Consignes -
1. Reproduisez mot pour mot le passage de l'entretien qui va de "Tu es convoquée" jusqu'à "dans la clinique.".
2. D'après l'entretien, quelle raison officieuse la personne interrogée donne-t-elle à sa convocation disciplinaire ? Répondez en une à trois phrases.
3. Reprenez l'entretien sur la convocation disciplinaire de la représentante syndicale à la suite de sa dernière phrase.

Document source -
════════
Tu es convoquée à un entretien disciplinaire pouvant aller jusqu’au licenciement le 1er février ? Peux-tu nous expliquer pourquoi ?
Officiellement, je n’en ai aucune idée, parce que je n’ai commis aucune erreur. J’en suis certaine. Officieusement, je dirais que c’est parce que je suis lanceuse d’alerte et représentante syndicale CGT. Je réplique par des courriers recommandés à ma direction, lorsqu’il y a un licenciement abusif, ou lorsqu’il y a une injustice envers un salarié. Cela ne plaît pas forcément, sachant que les prochaines élections sont au mois de mars. Un syndicat présent, qui défend les salariés, cela attise les convoitises. Surtout s’il risque de remporter les prochaines élections du conseil social et économique (CSE). Alors, pour la direction, il faudrait peut-être abattre dès maintenant les personnes susceptibles de faire changer les choses dans la clinique.
════════
Entrées pour localiser des objets nommés
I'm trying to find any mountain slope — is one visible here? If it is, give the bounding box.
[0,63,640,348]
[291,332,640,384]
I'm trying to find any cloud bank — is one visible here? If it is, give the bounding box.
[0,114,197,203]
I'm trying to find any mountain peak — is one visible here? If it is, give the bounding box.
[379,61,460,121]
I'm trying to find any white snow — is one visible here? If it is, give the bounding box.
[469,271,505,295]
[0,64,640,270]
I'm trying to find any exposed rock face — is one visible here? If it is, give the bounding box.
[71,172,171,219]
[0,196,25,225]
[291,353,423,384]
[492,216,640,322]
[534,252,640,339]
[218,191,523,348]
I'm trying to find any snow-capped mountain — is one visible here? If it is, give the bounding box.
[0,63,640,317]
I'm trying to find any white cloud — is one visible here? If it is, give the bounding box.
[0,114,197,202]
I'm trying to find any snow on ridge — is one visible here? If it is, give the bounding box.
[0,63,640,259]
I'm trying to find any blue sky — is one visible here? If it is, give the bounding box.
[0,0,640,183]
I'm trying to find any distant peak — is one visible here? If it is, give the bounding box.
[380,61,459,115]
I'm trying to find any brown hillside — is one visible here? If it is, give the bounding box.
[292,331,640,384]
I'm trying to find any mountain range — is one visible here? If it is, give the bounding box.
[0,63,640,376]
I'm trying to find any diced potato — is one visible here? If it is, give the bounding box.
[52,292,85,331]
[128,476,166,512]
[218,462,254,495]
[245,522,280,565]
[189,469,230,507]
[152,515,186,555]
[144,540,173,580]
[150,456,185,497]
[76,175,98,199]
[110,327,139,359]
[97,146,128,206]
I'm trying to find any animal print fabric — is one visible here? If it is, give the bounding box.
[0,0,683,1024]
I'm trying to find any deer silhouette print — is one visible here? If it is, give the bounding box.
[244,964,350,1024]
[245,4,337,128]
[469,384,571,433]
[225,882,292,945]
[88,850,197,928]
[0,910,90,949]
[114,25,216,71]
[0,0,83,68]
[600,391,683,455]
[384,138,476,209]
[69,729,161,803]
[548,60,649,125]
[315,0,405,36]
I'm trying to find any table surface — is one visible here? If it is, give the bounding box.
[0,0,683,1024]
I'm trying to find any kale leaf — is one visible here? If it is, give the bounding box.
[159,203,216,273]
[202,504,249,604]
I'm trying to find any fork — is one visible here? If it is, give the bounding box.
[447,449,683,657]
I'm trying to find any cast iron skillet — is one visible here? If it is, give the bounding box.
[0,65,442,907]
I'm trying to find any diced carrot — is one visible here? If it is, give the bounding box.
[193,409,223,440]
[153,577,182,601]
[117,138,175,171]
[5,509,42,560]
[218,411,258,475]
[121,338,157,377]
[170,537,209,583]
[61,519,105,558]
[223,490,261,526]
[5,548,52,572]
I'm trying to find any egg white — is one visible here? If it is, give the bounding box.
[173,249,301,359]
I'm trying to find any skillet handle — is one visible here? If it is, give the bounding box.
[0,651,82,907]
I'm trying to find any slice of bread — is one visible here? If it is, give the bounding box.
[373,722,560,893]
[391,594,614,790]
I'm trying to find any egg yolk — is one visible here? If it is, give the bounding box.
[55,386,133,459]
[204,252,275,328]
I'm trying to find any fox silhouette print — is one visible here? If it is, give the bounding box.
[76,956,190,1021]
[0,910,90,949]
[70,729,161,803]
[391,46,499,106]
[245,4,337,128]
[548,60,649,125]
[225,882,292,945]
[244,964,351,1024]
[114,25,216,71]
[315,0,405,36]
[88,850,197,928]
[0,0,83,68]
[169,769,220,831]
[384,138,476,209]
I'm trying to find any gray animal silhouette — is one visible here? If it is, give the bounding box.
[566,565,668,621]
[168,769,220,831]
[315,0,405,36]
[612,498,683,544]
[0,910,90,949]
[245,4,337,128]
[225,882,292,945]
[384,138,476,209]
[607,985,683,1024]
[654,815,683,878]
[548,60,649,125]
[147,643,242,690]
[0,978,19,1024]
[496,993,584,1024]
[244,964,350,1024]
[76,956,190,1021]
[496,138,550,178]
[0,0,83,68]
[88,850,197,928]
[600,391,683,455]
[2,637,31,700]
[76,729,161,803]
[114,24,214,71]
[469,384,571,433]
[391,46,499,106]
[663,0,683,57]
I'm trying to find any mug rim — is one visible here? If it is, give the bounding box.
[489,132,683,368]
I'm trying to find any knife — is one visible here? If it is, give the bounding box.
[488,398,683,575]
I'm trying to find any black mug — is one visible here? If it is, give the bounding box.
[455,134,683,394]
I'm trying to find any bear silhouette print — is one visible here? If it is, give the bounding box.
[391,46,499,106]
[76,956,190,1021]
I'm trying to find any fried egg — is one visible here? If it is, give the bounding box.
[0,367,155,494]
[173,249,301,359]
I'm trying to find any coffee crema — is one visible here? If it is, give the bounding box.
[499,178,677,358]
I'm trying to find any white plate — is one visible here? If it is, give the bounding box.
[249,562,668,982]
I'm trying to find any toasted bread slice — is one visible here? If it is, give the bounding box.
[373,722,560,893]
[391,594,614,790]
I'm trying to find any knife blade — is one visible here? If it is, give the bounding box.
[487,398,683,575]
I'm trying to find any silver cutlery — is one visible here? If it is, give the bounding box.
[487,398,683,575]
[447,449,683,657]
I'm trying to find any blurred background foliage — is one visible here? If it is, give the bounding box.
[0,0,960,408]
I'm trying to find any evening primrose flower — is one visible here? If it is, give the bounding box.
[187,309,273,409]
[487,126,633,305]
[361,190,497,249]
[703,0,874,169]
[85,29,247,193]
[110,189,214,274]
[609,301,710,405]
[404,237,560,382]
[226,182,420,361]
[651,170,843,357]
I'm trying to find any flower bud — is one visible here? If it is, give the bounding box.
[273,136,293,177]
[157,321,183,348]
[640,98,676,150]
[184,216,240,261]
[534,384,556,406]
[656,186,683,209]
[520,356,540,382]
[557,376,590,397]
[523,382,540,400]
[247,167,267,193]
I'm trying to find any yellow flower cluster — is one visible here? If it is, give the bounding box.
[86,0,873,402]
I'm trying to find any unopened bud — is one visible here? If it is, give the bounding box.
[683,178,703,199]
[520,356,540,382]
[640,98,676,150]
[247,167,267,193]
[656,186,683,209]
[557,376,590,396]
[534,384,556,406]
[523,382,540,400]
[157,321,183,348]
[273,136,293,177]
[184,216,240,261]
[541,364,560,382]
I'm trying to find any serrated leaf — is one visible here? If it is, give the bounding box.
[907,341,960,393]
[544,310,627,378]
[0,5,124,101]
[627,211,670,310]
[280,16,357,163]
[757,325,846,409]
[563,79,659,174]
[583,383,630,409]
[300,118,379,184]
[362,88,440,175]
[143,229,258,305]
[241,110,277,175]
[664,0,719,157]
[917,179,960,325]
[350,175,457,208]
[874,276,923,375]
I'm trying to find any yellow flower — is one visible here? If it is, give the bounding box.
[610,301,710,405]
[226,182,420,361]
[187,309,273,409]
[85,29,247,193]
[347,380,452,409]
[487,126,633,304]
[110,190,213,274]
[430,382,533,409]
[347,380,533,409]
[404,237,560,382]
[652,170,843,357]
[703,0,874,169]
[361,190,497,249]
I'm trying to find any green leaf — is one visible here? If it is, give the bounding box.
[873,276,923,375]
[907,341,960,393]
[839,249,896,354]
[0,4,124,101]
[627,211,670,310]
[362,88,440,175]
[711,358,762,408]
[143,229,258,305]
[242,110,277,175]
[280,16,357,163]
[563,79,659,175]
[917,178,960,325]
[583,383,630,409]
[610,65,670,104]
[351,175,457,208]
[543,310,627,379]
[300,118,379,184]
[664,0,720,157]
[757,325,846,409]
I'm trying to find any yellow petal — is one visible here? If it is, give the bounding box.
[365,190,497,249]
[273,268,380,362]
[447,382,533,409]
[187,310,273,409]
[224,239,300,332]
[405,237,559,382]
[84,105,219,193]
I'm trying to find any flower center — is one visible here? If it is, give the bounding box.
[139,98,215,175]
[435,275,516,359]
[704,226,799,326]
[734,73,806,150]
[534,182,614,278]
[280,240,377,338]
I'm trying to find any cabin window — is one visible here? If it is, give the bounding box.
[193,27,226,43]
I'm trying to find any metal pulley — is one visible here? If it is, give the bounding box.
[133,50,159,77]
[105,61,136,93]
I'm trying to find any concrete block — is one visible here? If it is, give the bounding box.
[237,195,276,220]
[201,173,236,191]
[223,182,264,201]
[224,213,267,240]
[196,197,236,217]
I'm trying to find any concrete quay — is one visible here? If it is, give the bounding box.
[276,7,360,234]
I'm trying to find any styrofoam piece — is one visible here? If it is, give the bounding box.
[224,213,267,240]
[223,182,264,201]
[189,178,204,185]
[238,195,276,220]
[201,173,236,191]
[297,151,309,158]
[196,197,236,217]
════════
Réponses -
1.
Tu es convoquée à un entretien disciplinaire pouvant aller jusqu’au licenciement le 1er février ? Peux-tu nous expliquer pourquoi ?
Officiellement, je n’en ai aucune idée, parce que je n’ai commis aucune erreur. J’en suis certaine. Officieusement, je dirais que c’est parce que je suis lanceuse d’alerte et représentante syndicale CGT. Je réplique par des courriers recommandés à ma direction, lorsqu’il y a un licenciement abusif, ou lorsqu’il y a une injustice envers un salarié. Cela ne plaît pas forcément, sachant que les prochaines élections sont au mois de mars. Un syndicat présent, qui défend les salariés, cela attise les convoitises. Surtout s’il risque de remporter les prochaines élections du conseil social et économique (CSE). Alors, pour la direction, il faudrait peut-être abattre dès maintenant les personnes susceptibles de faire changer les choses dans la clinique.

2. Elle pense être visée parce qu'elle est lanceuse d'alerte et représentante syndicale CGT. Elle répond par courriers recommandés aux licenciements abusifs et aux injustices envers les salariés. Avec les élections du CSE prévues en mars, la direction voudrait selon elle écarter dès maintenant les personnes susceptibles de faire changer les choses dans la clinique.

3.
As-tu l’impression que ton « statut » de lanceuse d’alerte te poursuit ?
Complètement. Je suis arrivée dans le Gard en 2020 et ai repris le travail à partir du mois d’avril. J’ai commencé par des petites missions en tant que vacataire. On ne me connaissait pas. Ça allait. Nous étions en pleine période de crise sanitaire. Comme nous avons les masques constamment, cela m’a beaucoup aidé pour reprendre le boulot dans un autre département.
Puis, de fil en aiguille, les gens ont vu des choses réapparaître : des souvenirs d’il y a un an ou deux ans, sur les réseaux sociaux. Ensuite, quand tu manges, tu n’as plus le masque. Puis on me reconnaît et la direction l’apprend. Ils essayent de me mettre dans des services où il y a moins de soignants, moins de passage. Mon syndicat a essayé de me protéger et je leur en suis énormément reconnaissante. À la CGT, on m’a dit : « là, on ne va pas prendre de risque. On va te nommer représentante syndicale. Au moins, tu ne risqueras pas le licenciement pour tout et n’importe quoi ».
La direction a quand même trouvé un moyen de me réprimander, de me bâillonner. Donc je suis convoquée. Cependant, la « faute », que je ne connais pas encore, n’existe sûrement pas. Mais ils vont en trouver une. Pour ça, ils sont forts.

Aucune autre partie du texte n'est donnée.